Campeonato Brasileiro Série B
- Season: 2017
- Champions: América Mineiro (2nd Title)
- Promoted: América Mineiro Internacional Paraná Ceará
- Relegated: Luverdense Santa Cruz Náutico ABC
- Top goalscorer: 16 goals Mazinho, Oeste Bergson, Paysandu
- Biggest home win: Luverdense 4–0 Brasil de Pelotas R7, 13 June Paraná 4–0 Santa Cruz R17, 29 July
- Biggest away win: Guarani 0–4 Paraná R25, 19 September
- Highest attendance: 56,005 Ceará 1–0 ABC R38, 25 November
- Lowest attendance: 119 Náutico 1–2 Vila Nova R37, 18 November
- Total attendance: 2,195,450
- Average attendance: 5,950

= 2017 Campeonato Brasileiro Série B =

The Serie B of the Brazilian Championship 2017 was a football competition held in Brazil, equivalent to the second division. It was contested by 20 clubs, between 12 May and 25 November. The top four teams were promoted to Série A in 2018 and the bottom four were relegated to Série C in 2018.

América Mineiro were crowned champions.

| To-do list |
1. Name every club that the Série B overview lists as relegated in 2017.
2. According to the Série B overview, how was it decided which clubs went up to Série A and which went down to Série C?
3. Set down the part of the Série B overview that starts with the words "The Serie B" and ends after the words "were crowned champions.".
The data that comes next is from a separate source and has no connection to the Série B overview.

| Stored records |
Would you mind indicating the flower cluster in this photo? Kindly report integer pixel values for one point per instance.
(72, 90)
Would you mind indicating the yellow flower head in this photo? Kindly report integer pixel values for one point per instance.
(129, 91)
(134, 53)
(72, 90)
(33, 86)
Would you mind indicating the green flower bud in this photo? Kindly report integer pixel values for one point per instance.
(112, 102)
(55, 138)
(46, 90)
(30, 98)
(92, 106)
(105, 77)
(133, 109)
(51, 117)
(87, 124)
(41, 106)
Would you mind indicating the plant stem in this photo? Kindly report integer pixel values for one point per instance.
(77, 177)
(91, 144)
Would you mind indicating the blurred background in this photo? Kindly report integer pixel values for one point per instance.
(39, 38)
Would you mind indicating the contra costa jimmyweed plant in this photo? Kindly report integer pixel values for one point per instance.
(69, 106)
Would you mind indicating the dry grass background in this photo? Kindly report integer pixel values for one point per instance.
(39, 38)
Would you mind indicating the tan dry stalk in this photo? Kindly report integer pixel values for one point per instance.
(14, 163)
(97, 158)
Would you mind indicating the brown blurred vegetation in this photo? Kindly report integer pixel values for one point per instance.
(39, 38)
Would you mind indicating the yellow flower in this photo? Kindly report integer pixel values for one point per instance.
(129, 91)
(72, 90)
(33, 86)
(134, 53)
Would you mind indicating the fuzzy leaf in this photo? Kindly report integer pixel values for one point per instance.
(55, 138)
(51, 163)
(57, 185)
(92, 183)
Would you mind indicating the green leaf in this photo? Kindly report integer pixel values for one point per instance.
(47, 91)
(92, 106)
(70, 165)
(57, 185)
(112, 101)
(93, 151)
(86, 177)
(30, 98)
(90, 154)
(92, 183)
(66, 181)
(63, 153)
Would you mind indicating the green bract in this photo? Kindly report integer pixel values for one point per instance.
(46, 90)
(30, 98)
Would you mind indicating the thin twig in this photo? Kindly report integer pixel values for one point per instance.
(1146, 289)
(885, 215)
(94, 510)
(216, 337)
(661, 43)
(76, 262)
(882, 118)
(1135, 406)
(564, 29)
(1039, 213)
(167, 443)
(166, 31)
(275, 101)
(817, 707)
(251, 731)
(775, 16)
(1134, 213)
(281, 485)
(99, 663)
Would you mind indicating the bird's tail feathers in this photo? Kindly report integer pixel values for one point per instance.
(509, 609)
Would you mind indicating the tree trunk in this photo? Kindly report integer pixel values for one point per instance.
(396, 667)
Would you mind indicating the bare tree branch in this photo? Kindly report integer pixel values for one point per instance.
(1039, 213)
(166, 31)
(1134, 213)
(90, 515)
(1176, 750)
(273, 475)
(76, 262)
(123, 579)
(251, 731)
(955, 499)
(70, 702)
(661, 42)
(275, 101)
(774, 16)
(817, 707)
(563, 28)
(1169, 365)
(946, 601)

| Exercise responses |
1. Luverdense, Santa Cruz, Náutico, ABC

2. The top four teams were promoted to Série A for 2018, and the bottom four were relegated to Série C for 2018.

3.
The Serie B of the Brazilian Championship 2017 was a football competition held in Brazil, equivalent to the second division. It was contested by 20 clubs, between 12 May and 25 November. The top four teams were promoted to Série A in 2018 and the bottom four were relegated to Série C in 2018.

América Mineiro were crowned champions.